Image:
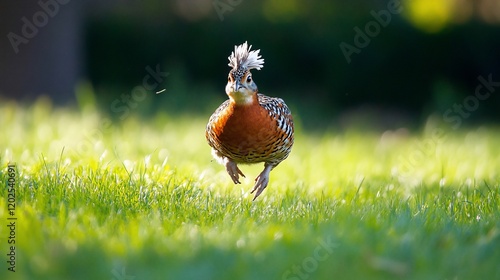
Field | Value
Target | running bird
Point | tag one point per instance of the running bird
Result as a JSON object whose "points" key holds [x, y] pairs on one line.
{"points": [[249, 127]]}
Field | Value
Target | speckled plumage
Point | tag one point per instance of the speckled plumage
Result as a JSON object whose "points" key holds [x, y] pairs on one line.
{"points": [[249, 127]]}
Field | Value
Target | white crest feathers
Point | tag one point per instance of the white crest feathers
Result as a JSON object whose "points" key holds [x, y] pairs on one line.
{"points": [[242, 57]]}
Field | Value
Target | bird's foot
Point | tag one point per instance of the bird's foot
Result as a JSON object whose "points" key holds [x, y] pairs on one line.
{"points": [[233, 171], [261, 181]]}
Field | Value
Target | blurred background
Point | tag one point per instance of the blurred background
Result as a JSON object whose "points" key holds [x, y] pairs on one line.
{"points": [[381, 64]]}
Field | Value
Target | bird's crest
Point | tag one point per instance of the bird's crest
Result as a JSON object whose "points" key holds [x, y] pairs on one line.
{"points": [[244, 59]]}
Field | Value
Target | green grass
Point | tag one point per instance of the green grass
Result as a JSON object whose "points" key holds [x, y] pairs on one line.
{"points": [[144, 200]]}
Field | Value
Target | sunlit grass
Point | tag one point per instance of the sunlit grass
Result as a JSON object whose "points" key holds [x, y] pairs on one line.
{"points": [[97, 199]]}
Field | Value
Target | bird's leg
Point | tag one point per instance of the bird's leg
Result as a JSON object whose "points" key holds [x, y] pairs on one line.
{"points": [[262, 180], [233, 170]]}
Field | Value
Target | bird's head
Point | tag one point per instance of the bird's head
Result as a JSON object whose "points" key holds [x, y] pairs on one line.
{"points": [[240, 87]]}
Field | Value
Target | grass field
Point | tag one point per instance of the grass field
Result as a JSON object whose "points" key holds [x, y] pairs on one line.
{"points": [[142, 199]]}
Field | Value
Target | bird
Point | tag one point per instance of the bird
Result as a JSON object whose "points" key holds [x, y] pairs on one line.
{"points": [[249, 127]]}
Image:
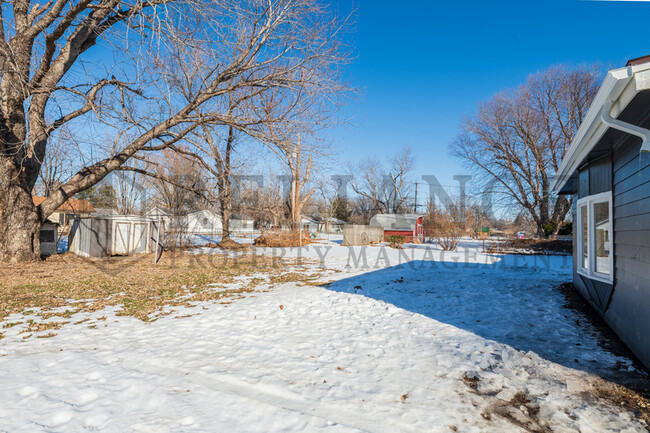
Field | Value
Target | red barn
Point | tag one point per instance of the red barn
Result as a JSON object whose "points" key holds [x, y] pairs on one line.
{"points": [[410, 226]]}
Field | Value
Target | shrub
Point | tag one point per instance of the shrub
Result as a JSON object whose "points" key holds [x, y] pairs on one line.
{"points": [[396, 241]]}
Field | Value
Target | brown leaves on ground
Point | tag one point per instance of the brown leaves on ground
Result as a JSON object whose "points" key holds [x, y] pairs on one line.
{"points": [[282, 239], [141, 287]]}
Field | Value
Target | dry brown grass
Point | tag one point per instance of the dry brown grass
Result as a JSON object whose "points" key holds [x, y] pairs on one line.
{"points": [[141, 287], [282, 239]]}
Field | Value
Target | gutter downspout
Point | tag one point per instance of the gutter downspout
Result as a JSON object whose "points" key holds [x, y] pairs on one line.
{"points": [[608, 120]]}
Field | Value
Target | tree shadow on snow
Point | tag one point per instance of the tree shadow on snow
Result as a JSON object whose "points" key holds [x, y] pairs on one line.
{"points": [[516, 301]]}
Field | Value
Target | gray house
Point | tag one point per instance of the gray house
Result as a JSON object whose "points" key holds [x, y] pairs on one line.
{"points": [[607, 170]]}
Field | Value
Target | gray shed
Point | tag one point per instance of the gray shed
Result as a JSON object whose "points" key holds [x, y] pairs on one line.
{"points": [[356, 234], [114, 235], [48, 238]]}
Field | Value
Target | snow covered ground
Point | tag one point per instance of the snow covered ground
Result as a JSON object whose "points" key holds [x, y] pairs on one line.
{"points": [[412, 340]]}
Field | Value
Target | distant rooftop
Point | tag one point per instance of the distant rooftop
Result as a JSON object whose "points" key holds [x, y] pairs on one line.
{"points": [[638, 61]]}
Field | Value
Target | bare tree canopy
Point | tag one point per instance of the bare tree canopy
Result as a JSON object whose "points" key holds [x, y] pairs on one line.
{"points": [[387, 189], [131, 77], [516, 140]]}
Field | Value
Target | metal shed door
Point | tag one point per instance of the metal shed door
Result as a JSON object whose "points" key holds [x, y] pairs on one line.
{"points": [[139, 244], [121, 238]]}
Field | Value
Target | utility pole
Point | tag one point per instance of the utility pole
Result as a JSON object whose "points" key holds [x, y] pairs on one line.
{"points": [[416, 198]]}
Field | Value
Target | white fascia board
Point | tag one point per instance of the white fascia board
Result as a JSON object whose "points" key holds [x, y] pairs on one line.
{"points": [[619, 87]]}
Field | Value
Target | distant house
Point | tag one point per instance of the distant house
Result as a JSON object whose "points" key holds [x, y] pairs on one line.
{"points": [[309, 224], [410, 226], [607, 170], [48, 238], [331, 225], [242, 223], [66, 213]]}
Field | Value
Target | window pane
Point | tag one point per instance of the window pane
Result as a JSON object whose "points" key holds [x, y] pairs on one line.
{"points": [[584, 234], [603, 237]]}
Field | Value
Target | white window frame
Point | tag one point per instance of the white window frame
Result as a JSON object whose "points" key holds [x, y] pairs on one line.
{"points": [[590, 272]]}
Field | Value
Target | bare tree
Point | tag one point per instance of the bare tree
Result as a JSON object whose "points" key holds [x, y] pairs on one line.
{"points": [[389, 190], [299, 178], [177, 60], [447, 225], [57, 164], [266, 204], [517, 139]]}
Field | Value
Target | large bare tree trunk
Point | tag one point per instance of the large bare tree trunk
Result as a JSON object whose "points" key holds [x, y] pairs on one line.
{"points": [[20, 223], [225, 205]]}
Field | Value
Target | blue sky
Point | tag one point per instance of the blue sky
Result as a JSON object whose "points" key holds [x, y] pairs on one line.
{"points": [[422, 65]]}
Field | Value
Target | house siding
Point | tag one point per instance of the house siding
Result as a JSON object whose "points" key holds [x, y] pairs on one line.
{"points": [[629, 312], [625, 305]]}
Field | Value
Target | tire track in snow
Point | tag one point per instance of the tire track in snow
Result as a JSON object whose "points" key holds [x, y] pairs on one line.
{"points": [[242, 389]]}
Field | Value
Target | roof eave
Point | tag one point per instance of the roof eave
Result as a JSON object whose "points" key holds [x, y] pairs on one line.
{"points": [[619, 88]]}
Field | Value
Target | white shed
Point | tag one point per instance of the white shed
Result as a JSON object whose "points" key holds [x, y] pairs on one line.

^^^^^^^^^^^^^^^^

Exercise objective:
Reproduce word for word the material above, starting with the line that has "Target | shrub" and stopping after the line that has "Point | tag one point per instance of the dry".

Response area:
Target | shrub
Point | tag one point per instance of the shrub
Result as a JSON object whose "points" key holds [x, y] pairs on one line.
{"points": [[396, 241]]}
Field | Value
Target | brown leaves on ground
Point | tag one point per instance of the brown leaves on ground
Result as a JSON object whose "points" key holds [x, y] pairs on one line.
{"points": [[282, 239], [141, 287]]}
Field | Value
Target | dry brown grass
Point | tag one point per instance of the dry brown grass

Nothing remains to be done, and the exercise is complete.